## Given text
==*==

Lucas' Theorem II

Elsewhere we established the following property of the binomial coefficients:

For \(p\) prime, integers \(a\ge 1\) and \(0\lt k\lt p\),

\(\displaystyle {p^{a} \choose k} \equiv 0 \space(\mbox{mod } p). \)

This served to derive another useful identity

\(\displaystyle (a + b)^p \equiv a^{p}+b^{p} \space(\mbox{mod } p). \)

Which in turn is used to prove a theorem due to Édouard Lucas.

Let \(n,m\in\mathbb{N}\) and let \(p\) be a prime. Then

\(\displaystyle {n \choose m} \equiv {\lfloor n/p \rfloor \choose \lfloor m/p \rfloor} {n\space\mbox{mod } p \choose m\space\mbox{mod } p} \space(\mbox{mod } p). \)

==*==

## Tasks to carry out
(1) In the text on Lucas' theorem, whom is the theorem named after?
(2) For each statement below, say whether it agrees with the text on Lucas' theorem, and quote the words of the text that decide it. (a) The property of the binomial coefficients is first established in this same text. (b) The identity for (a + b)^p is derived from that property. (c) The identity for (a + b)^p is used to prove a theorem.
(3) Rewrite the part of the text on Lucas' theorem from "This served to" to "to Édouard Lucas.", substituting "helpful" for "useful".

==*==

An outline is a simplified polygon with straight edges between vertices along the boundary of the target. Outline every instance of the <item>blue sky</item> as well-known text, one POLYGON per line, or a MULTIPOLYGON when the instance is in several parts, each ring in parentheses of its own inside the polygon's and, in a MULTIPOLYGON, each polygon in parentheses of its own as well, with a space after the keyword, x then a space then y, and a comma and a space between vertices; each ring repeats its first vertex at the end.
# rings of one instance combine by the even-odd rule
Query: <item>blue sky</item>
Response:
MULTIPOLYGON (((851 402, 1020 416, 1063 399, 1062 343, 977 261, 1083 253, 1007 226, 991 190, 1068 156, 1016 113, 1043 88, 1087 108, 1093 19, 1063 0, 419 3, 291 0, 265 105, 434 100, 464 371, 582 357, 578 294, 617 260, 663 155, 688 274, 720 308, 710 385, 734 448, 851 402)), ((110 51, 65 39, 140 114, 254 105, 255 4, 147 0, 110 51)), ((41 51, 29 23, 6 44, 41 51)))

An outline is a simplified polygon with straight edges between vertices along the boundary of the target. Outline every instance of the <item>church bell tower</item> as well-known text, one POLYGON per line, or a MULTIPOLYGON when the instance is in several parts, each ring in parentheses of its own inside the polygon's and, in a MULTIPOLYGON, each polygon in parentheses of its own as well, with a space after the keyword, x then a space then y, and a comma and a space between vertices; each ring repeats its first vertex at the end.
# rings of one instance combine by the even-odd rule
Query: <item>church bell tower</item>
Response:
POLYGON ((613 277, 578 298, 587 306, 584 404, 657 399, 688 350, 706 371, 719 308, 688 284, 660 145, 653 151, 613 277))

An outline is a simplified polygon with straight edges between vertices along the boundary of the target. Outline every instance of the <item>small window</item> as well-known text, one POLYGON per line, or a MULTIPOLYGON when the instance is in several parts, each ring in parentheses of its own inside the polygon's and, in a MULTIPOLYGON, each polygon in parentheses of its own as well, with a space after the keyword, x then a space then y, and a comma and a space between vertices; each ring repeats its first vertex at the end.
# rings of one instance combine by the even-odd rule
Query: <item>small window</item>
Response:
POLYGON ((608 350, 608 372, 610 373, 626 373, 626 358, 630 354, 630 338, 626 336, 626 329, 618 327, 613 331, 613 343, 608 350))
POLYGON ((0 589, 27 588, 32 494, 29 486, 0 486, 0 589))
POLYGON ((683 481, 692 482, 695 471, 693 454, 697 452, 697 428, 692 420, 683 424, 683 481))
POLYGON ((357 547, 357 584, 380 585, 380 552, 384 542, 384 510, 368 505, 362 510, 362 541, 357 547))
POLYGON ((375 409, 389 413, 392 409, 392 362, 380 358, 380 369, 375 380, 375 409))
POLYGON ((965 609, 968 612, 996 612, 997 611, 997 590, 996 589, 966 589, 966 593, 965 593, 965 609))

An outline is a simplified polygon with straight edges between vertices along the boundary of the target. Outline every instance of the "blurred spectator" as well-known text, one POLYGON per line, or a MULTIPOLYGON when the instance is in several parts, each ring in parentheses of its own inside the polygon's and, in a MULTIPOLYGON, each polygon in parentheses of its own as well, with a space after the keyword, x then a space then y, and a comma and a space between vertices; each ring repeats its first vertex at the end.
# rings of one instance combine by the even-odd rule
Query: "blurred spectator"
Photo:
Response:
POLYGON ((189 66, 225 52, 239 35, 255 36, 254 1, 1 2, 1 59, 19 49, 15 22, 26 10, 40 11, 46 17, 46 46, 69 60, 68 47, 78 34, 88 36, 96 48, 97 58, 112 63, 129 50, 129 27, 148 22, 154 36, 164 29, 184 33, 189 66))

==*==

## List of solutions
(1) Édouard Lucas.

(2)
(a) No: "Elsewhere we established the following property of the binomial coefficients"
(b) Yes: "This served to derive another useful identity"
(c) Yes: "Which in turn is used to prove a theorem due to Édouard Lucas."

(3)
This served to derive another helpful identity

\(\displaystyle (a + b)^p \equiv a^{p}+b^{p} \space(\mbox{mod } p). \)

Which in turn is used to prove a theorem due to Édouard Lucas.